Exercise goal:
Rewrite the part of the data that opens with the line containing "Exercise. Point out every instance of the meadow" and closes with the line containing "Exercise. Point out every instance of the tree line", renaming every "marker" as "dot" and leaving all else unchanged.

Excerpted data:
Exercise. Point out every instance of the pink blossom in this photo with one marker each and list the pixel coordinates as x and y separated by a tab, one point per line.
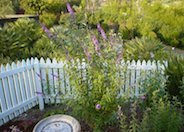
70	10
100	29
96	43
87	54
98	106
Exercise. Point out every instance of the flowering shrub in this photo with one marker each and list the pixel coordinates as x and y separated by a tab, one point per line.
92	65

...

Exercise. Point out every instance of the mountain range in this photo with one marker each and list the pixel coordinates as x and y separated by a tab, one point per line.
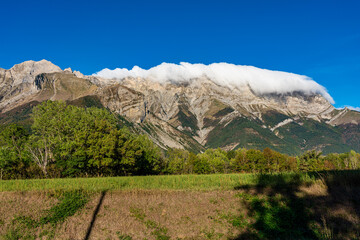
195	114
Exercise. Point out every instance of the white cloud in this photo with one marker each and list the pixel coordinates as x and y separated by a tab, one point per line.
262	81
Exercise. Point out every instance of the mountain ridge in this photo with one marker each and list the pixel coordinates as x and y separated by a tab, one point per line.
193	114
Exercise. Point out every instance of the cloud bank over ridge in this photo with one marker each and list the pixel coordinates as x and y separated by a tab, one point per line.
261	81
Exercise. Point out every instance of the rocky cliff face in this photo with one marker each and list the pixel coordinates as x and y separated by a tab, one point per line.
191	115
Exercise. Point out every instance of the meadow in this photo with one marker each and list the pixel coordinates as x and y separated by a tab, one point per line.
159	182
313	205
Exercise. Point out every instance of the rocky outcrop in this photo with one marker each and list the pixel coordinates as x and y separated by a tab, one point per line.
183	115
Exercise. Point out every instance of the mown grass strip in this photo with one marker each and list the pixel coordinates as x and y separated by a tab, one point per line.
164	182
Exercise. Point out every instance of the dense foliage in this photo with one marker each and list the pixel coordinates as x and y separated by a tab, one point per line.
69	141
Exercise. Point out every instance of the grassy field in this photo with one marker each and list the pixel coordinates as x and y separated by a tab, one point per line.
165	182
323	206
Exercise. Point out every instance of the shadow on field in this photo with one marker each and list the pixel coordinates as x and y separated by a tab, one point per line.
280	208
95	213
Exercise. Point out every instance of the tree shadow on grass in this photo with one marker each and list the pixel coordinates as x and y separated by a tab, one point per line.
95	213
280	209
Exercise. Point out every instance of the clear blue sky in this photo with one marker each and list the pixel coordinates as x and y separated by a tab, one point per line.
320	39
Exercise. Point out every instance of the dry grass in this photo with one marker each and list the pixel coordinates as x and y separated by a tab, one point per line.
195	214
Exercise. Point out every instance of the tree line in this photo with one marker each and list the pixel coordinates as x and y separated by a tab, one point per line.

* * *

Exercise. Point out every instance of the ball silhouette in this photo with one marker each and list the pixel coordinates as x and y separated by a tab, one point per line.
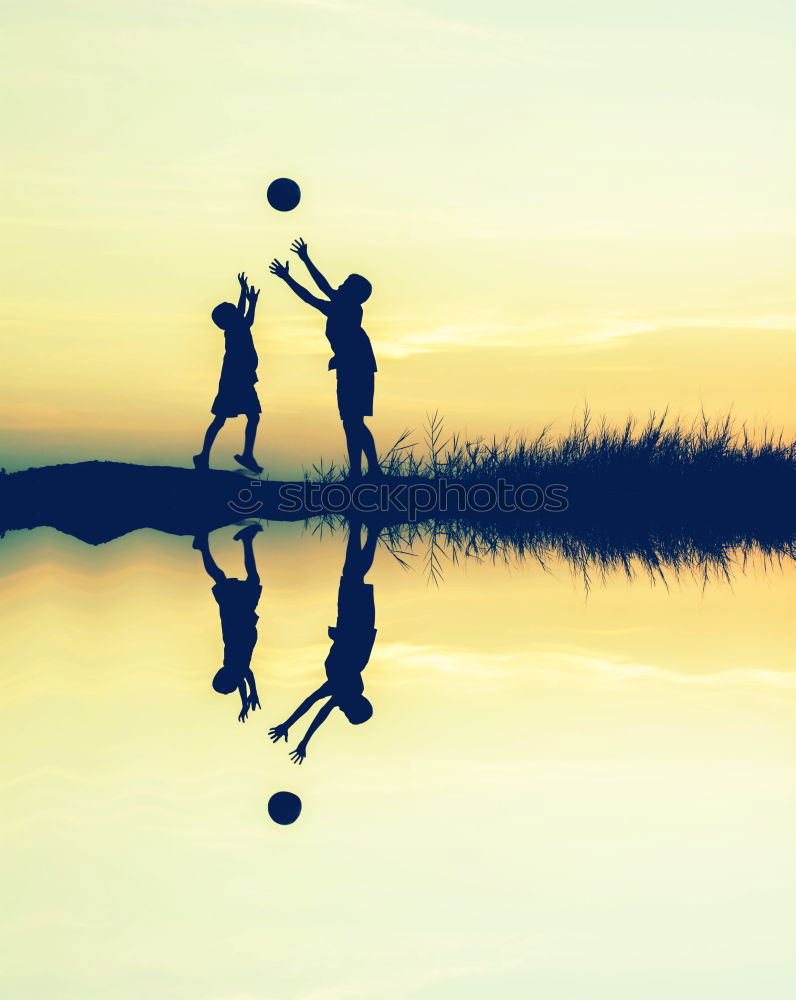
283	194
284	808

Exercise result:
Exercise. Point out every instance of the meadow in this photo with one dot each and list the pixel coordinates as x and y separated by a tab, one point per line.
159	182
313	205
Exercise. Point out every instance of the rocky outcrop in this photo with one dot each and list the pixel coordinates as x and y separated by a tab, one point per line.
183	115
Exercise. Point out every instance of the mown grass strip in this photo with one dot each and list the pixel coordinates as x and y separated by a tab, one point per line.
164	182
Exercise. Point out every instance of the dense foliage in this photo with one dot each and list the pixel coordinates as x and y separated by a tab, one point per line.
69	141
Exercise. Point out every instance of the grassy field in this photo with one dot each and list the pixel coordinates as x and y separated by a tab, one point per line.
165	182
323	206
Exercise. Point out every instance of the shadow on field in this photo with one dot each and list the pixel coordinates as x and y separated by a tab, one point per line.
280	208
95	213
Exercise. Point out every instance of the tree shadow on grass in this photo with one dot each and list the pixel coordinates as x and y separated by a tab, one point per line.
95	213
280	209
Exercise. Point out every instance of the clear blue sky in this photo with one dot each and list the pixel coordinates as x and y separated by a tab, one point per line.
320	39
Exercise. Point out every instance of the dry grass in this photo with one dot each and list the pixel coordinates as x and y separated by a tab, one point per line.
195	214
Exercise. Point out every instance of the tree line in this photo with one dot each and list the pixel coordinates as x and y separated by a tab, one point per line.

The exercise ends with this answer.